Material for the task:
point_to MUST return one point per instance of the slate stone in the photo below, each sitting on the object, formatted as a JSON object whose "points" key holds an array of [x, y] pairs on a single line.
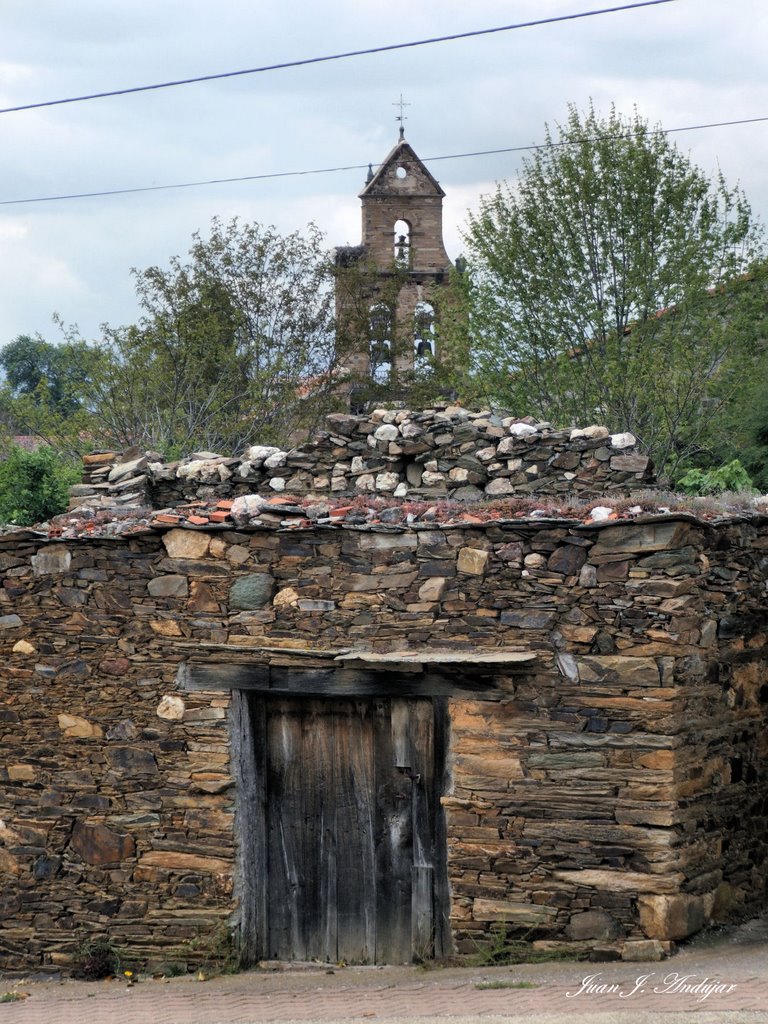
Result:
{"points": [[567, 559], [168, 586], [99, 845], [249, 593], [522, 620], [46, 867], [593, 925], [132, 759]]}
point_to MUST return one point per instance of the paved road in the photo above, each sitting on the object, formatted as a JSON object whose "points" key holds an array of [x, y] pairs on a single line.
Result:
{"points": [[718, 979]]}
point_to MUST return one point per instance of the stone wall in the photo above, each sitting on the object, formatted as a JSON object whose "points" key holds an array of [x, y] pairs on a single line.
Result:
{"points": [[610, 792], [440, 453]]}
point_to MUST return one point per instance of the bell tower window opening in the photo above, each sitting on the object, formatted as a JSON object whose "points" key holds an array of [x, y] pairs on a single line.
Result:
{"points": [[424, 347], [380, 343], [401, 243]]}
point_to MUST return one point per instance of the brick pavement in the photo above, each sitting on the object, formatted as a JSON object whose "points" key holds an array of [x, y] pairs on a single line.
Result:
{"points": [[735, 963]]}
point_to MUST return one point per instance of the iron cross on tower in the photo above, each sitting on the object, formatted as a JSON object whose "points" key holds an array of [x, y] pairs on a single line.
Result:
{"points": [[401, 116]]}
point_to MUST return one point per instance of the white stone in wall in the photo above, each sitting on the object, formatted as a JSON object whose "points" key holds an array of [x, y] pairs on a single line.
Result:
{"points": [[257, 453], [623, 440], [600, 513], [432, 479], [386, 432], [387, 481], [522, 430], [171, 708], [275, 460]]}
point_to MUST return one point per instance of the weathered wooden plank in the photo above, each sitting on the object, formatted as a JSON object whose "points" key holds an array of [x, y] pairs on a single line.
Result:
{"points": [[400, 722], [353, 782], [393, 849], [332, 682], [422, 918], [441, 891], [246, 727]]}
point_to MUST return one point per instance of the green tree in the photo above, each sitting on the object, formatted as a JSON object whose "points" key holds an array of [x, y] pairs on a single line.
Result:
{"points": [[34, 485], [236, 345], [609, 287], [46, 390]]}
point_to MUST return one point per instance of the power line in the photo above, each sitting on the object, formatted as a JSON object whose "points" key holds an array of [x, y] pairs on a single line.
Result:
{"points": [[363, 167], [333, 56]]}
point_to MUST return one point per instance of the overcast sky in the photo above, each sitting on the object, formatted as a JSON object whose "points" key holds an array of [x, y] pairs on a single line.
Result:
{"points": [[681, 64]]}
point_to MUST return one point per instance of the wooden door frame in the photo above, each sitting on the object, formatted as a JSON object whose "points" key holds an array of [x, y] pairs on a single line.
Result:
{"points": [[249, 769]]}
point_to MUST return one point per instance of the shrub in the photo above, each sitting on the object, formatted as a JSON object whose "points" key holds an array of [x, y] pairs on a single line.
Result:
{"points": [[731, 476], [34, 485]]}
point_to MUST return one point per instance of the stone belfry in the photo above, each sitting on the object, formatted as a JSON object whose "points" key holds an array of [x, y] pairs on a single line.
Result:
{"points": [[394, 281]]}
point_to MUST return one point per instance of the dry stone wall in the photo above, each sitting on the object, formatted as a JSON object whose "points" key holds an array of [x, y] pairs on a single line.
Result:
{"points": [[440, 453], [610, 793]]}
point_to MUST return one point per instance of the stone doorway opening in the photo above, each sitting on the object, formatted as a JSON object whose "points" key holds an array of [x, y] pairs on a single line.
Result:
{"points": [[341, 834]]}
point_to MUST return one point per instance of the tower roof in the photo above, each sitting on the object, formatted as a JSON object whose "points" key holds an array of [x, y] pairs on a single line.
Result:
{"points": [[416, 181]]}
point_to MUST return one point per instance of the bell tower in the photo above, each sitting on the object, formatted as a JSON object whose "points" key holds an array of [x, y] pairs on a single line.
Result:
{"points": [[403, 265]]}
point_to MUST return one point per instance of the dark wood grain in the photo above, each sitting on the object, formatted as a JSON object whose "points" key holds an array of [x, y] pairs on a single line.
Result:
{"points": [[343, 834]]}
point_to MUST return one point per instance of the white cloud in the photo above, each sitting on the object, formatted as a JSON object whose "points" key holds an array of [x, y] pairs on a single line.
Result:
{"points": [[680, 62]]}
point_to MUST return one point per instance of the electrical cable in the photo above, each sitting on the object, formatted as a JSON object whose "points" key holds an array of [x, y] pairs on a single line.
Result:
{"points": [[363, 167], [332, 56]]}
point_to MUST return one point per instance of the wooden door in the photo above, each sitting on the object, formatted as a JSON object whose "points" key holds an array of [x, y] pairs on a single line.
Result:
{"points": [[349, 799]]}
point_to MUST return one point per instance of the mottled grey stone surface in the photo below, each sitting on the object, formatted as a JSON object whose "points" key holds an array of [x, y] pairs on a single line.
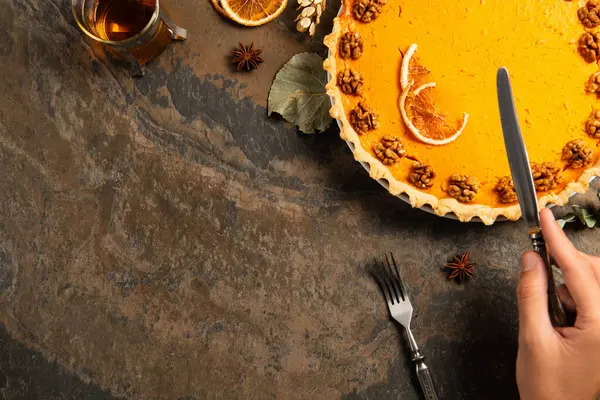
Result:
{"points": [[162, 238]]}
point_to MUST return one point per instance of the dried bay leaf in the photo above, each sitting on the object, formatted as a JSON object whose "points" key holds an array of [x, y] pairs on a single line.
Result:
{"points": [[298, 93]]}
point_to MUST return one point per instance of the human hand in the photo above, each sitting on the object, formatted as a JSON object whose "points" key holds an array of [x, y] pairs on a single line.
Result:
{"points": [[559, 363]]}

Exercise prompt: Restate each entry exactly, omitting pictures.

Written response:
point_to MUST return one point per instance of the slate stone in the photo below, each sitting on the object, formatted as a JSON object whose "points" key holds an array of [x, y] pairs on a single line.
Result:
{"points": [[567, 559], [168, 586], [99, 845], [249, 593], [522, 620], [46, 867], [593, 925], [132, 759]]}
point_to MUST return one point per instance of the paved road in the photo above, each sitting on the object, formatted as a JSON object whose "points" key holds an array of [x, y] pairs on a single line.
Result:
{"points": [[718, 979]]}
point_to MUST return one point per instance of the stone wall in the photo above, each sitting on the object, formatted as a JSON object whose "points" key holds an array of [x, y] pairs on a single line.
Result:
{"points": [[610, 792], [440, 453]]}
point_to MUST return one point per instance of the bell tower window opening in the photo above, each sitting on the object, formatted as a JSON object whose "points" key holds an array of [x, y] pairs on a single line.
Result:
{"points": [[424, 347], [380, 343], [401, 243]]}
point_to MUST return one point per instance of the brick pavement in the photo above, each sitting on the object, formatted as a JSON object whose "points" key holds an array of [x, y] pairs on a single line.
Result:
{"points": [[735, 963]]}
point_to MUST return one point per instance of the iron cross on tower in the photo above, each sitting on the object, formatted as a JSON object whose "points" key holds an array of [x, y] pairs on a single line.
Result:
{"points": [[401, 116]]}
point_to MUST return one point per instance of the white stone in wall in the photo above, each sitting on the object, formatted as a JSON object whose "points" key holds an array of [x, y] pairs on a single line.
Result:
{"points": [[257, 453], [623, 440], [600, 513], [432, 479], [386, 432], [387, 481], [522, 430], [171, 708], [275, 460]]}
point_to MUST return one point per instance of the weathered wooden plank in the photo above, each sitting on the object, formatted as a JSON object whose "points" key holds an array of [x, y] pairs on a single line.
Result:
{"points": [[400, 722], [353, 782], [393, 849], [332, 682], [422, 918], [441, 891], [246, 727]]}
point_to MUST return one point per instance of the green tree in the photo above, each sitting on the object, formatted as a JSON object whose "points" key holds an array of [x, y] pairs on a single line.
Result:
{"points": [[34, 485], [236, 345], [609, 287], [46, 390]]}
point_to MUST return one point per instance of the power line in the photo above, each sitting on the object, formatted as a JSON object whose "points" key holds an array of [x, y] pairs on a single line.
Result:
{"points": [[363, 167], [333, 56]]}
point_to MUST return one point per instance of the overcast sky in the photo above, each sitting on the object, formatted as a JSON object whose "points" key holds an array of [x, y] pairs on a single line.
Result:
{"points": [[681, 64]]}
point_to MUST return one point per instance of the wooden door frame in the photo above, each sitting on the object, formatted as a JSON object whose "points" key holds an array of [x, y] pairs on a single line.
Result:
{"points": [[249, 769]]}
point_to MUST return one point per instance of the shrub in the photo above, each sitting on the object, formatted as a JSON object whose "points" key holds an array of [x, y] pairs on a single line.
Result:
{"points": [[731, 476], [34, 485]]}
point_to MUST return one point per instance of the stone belfry in the photo above, each sitting on the object, formatted as a JSON object whose "points" key holds an array of [x, y] pairs on a single line.
Result:
{"points": [[394, 281]]}
point_to MUST return one point per instance of the dry stone wall in the photo above, each sitting on the object, formatted as a JSON object whose "points" key holds an array of [x, y] pairs on a single line.
Result:
{"points": [[440, 453], [610, 793]]}
point_to MUST return one point per instance of the stone doorway opening in the photo above, each sitting on the object, formatted as a JSON object whose "points" key holds an array of [x, y] pairs on a single line.
Result:
{"points": [[341, 834]]}
point_to MUST return one point per instance of the tower roof in the photo above, each sitting on the object, formatted as a JSON object whose "points" key holds an array of [x, y] pairs on a single line.
Result:
{"points": [[416, 181]]}
point_to MUST return one point per instance of the bell tower in the photo above, each sitting on the object, formatted as a JSON object whose "points" key holds an array of [x, y] pairs on a single line.
Result:
{"points": [[403, 265]]}
point_to MUST return one point per instance of the dark wood grain in the photo above, each sitting on the object, formatted as a JSON object whose "points" key holds an array of [x, y] pairs on a single line.
Result:
{"points": [[343, 834]]}
point_to MUST return one point per instance of the white cloud in the photo above, each sitting on the object, formatted as a JSON object whose "points" key holds an array of [x, y] pairs on a single line.
Result:
{"points": [[680, 62]]}
point_to MUST return one point per instance of the electrical cable in the photo above, each sitting on the object, formatted as a JSON object whose "points" key holds an array of [x, y] pairs on a single line.
Result:
{"points": [[363, 167], [332, 56]]}
point_to MUST return one point per instance of the wooden door in the photo above, each sitting on the object, formatted as a JSON object whose "points" key holds an array of [x, y] pairs on a single line.
Result:
{"points": [[349, 799]]}
point_to MUST return one point per instance of the mottled grey stone surface in the photo below, each sitting on the object, formatted as a JSON object whose "points" key holds an array of [x, y] pairs on a single line.
Result:
{"points": [[162, 238]]}
point_to MUST return one point per instance of the dried bay leaf in the photo above, each sitting on the object, formatted as a JSON object whose "points" key holds an array of [x, y] pairs on a single line.
Result:
{"points": [[298, 93]]}
point_to MUST return one point per instance of the human hand in the photo above, each sitting on the object, formatted as a JSON object whose "points" key holds an array of [x, y] pairs on a single line.
Result:
{"points": [[559, 363]]}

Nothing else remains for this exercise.